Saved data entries
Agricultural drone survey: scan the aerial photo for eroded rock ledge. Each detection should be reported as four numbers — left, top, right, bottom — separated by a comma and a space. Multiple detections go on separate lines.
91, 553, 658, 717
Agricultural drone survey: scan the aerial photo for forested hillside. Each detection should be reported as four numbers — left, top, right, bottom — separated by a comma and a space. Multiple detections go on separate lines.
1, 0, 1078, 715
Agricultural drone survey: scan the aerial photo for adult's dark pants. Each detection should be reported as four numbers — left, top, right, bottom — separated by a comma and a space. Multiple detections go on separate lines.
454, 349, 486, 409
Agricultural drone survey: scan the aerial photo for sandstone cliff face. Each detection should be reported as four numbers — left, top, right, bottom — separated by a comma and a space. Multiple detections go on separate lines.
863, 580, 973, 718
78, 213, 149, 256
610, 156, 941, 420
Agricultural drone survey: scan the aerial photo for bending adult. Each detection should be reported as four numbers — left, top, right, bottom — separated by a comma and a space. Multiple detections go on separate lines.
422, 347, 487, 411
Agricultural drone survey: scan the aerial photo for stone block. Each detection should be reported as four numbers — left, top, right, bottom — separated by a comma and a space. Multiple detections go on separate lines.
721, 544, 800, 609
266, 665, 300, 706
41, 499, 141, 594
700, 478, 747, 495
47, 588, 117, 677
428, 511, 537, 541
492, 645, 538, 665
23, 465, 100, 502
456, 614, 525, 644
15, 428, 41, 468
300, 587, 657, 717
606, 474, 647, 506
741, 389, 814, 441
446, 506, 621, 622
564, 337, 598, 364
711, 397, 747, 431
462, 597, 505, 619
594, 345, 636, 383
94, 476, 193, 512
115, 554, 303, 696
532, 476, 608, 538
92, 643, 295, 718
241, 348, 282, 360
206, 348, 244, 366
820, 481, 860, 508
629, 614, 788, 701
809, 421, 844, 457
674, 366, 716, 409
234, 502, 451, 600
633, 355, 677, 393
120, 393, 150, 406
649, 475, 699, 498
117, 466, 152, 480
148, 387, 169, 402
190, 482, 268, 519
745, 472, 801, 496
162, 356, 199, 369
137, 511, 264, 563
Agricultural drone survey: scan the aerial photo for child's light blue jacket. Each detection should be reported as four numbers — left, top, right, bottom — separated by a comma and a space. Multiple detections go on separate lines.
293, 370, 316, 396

### The problem
Go through the records and set each one down again, unchanged.

### Result of the task
Agricultural drone survey: scan the aerial photo for eroded rock ledge. Each detection should be reported as four numbers — left, top, right, bottom — separated by a comma and a space. Multiple detections go on separate lines.
91, 553, 658, 717
Agricultural drone survey: scan the aerial photo for forested hillside. Each detection should be reported as four numbers — left, top, right, bottom — separated by a comma and a space. Multiple detections go on separate lines.
1, 0, 1078, 715
Agricultural drone survey: scan the aerial photo for adult's dark pants. Each detection should be reported as four numbers — left, top, right, bottom — separated by a comma and a space. Multiple detections go on separate lines.
454, 349, 486, 409
Agricultural drone survey: scan the aerial photo for sandstone cliff face. Each detection should be reported as four numbers — left, top, right, bottom — separated by a comma and a space. Multiple detections go on separate lines.
863, 580, 973, 718
78, 213, 149, 256
610, 156, 941, 420
Agricultural drone survey: scan the aerial photo for bending adult. Each detection should be reported as four numbers — left, top, right, bottom — separated by a comma and a space. Multiple detections go on separate lines.
422, 347, 487, 411
Agricultural drone survey: scan the aerial photo for stone block. Each detection should be reported as four numbers — left, top, right, bottom — separated by a comma and a space. Multiple detections go on separate lines.
721, 544, 800, 609
266, 665, 300, 706
41, 499, 141, 594
700, 478, 747, 495
47, 588, 117, 677
428, 511, 537, 541
492, 645, 538, 665
23, 465, 100, 502
456, 614, 525, 644
15, 428, 41, 468
300, 587, 657, 717
606, 474, 647, 506
741, 389, 814, 441
446, 506, 621, 622
564, 337, 598, 364
711, 397, 747, 431
462, 597, 505, 619
594, 345, 636, 383
94, 476, 193, 512
115, 554, 303, 696
532, 476, 608, 538
92, 643, 295, 718
241, 348, 282, 360
206, 348, 244, 366
820, 481, 860, 508
629, 614, 788, 701
809, 421, 844, 457
674, 366, 716, 409
234, 502, 451, 600
633, 355, 677, 393
120, 393, 150, 406
649, 475, 699, 498
117, 466, 152, 480
148, 387, 169, 402
190, 482, 268, 519
745, 472, 801, 496
162, 356, 199, 369
137, 511, 264, 563
Agricultural drone survey: scan the aerial photo for child's light blue jacket. Each detection should be reported as four numbers — left, top, right, bottom — separated by a comma and a space. Multiple detections go on separate lines.
293, 370, 316, 396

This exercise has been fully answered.